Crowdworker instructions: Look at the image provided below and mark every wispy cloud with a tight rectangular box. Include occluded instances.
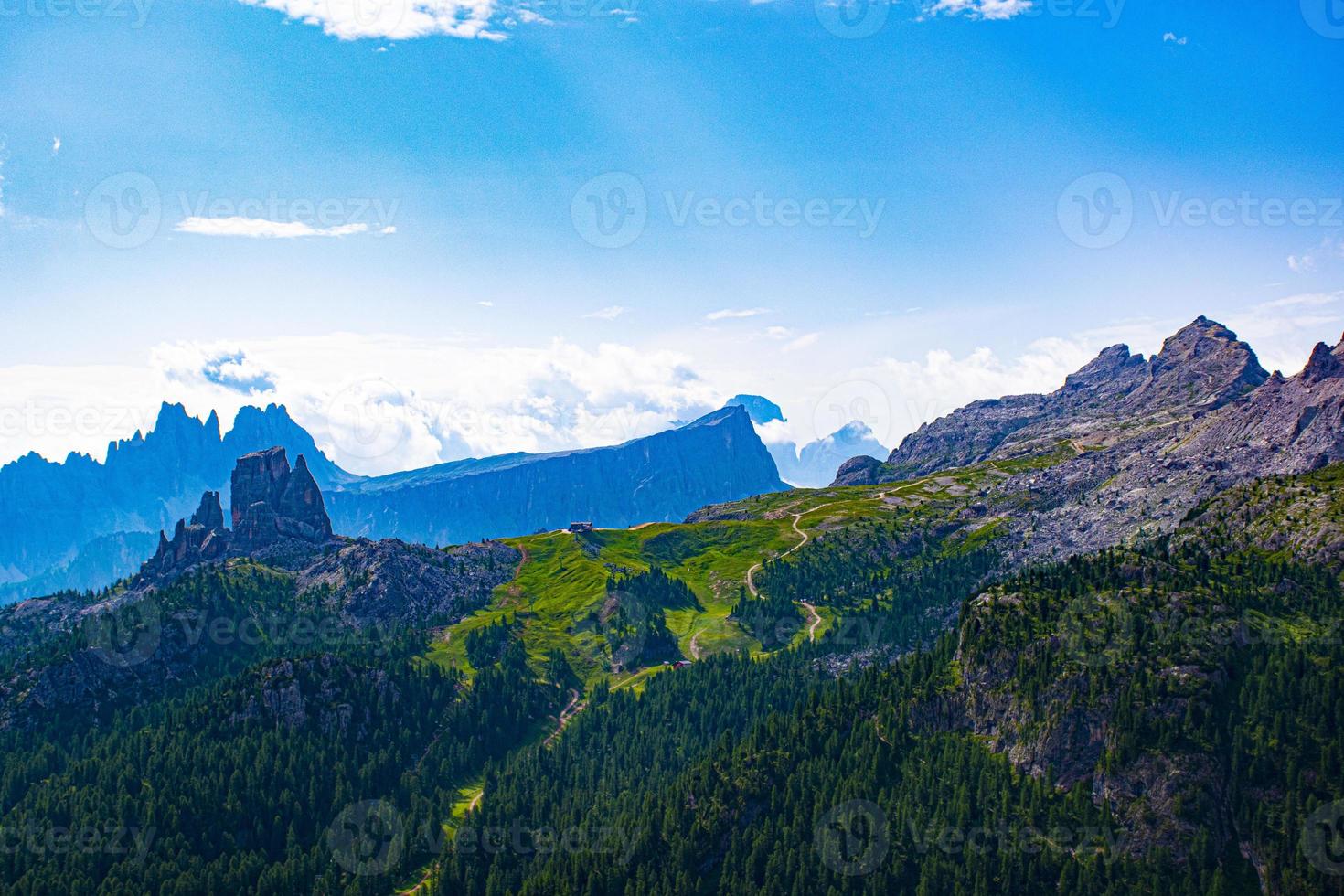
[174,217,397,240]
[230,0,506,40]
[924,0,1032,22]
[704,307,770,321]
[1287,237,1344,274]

# # #

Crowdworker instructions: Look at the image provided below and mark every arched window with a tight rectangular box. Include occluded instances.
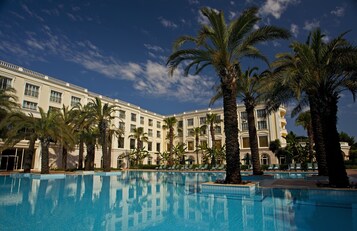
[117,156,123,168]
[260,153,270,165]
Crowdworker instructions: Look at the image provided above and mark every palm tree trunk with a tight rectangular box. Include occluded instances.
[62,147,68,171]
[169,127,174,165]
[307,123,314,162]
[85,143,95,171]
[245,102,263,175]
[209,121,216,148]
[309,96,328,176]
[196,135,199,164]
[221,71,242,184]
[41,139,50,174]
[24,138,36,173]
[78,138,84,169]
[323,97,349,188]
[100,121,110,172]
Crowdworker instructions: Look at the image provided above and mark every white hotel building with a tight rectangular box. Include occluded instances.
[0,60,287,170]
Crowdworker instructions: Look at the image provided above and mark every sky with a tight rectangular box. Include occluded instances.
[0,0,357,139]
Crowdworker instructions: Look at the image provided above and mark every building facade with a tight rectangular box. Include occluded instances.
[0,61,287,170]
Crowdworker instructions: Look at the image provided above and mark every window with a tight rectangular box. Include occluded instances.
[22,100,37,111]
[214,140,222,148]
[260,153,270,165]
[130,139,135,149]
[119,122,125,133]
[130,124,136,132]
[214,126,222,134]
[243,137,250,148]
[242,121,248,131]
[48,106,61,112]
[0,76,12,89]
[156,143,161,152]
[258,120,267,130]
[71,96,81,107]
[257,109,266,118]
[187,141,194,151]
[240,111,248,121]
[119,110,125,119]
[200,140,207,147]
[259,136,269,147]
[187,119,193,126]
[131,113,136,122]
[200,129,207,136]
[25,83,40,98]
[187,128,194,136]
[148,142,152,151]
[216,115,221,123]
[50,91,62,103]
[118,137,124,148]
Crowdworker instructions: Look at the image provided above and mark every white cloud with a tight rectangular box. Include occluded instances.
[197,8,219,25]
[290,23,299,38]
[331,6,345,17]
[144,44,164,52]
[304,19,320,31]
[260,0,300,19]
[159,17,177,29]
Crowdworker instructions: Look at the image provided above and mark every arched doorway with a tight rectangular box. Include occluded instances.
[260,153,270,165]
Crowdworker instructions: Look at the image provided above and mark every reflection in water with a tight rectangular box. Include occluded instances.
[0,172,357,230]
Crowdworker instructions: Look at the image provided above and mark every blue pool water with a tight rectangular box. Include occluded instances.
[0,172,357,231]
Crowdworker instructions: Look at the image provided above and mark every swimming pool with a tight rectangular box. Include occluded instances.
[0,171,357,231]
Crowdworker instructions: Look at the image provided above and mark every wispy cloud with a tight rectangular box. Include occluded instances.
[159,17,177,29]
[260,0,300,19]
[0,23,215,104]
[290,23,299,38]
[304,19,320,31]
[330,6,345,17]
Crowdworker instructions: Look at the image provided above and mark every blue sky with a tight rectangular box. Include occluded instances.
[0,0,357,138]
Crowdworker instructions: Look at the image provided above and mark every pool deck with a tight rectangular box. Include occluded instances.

# # #

• REQUIREMENTS
Pull out every line of the records above that contains the string "below". Match it case-sensitively.

• SOLUTION
Crowdworker instructions: Look at the image provided below and mark every wispy cloud with a tight rectangular box. Include occluded instances.
Crowdworker instructions: Look at the image provided below and mark every arched window with a tight rectangular box. Include occluded instances.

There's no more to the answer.